**Problem to work on**
Which lines in the records below contain the word "belt"? Copy out each of those lines in full.
___ Source records
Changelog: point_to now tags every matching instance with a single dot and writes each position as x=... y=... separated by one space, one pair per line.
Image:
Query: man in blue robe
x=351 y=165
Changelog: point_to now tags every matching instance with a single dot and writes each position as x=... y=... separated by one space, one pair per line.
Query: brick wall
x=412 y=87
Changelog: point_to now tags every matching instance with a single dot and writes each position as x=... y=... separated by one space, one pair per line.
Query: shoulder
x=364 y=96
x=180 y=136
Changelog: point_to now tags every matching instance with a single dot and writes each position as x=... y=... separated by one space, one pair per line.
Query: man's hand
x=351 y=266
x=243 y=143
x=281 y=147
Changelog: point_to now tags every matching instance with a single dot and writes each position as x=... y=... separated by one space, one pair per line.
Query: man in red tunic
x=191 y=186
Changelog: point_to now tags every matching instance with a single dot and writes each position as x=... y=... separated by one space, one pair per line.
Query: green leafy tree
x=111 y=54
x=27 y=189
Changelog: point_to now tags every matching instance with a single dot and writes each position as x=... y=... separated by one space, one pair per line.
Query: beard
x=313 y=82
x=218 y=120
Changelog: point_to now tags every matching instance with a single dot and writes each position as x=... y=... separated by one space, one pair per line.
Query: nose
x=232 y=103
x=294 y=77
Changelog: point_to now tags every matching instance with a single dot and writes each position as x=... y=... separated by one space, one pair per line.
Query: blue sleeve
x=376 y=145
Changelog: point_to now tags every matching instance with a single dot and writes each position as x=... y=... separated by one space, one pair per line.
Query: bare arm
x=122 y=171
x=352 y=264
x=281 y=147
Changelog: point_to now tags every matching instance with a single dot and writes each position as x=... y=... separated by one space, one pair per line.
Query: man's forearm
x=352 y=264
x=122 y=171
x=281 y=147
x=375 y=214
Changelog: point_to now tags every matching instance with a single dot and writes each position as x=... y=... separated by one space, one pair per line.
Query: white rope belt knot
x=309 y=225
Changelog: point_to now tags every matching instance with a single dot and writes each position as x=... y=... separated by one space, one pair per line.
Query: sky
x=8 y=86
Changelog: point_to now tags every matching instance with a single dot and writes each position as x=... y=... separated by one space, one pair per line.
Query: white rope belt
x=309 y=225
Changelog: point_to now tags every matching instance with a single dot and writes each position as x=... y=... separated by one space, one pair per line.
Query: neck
______
**Output for this exercise**
Query: white rope belt knot
Query: white rope belt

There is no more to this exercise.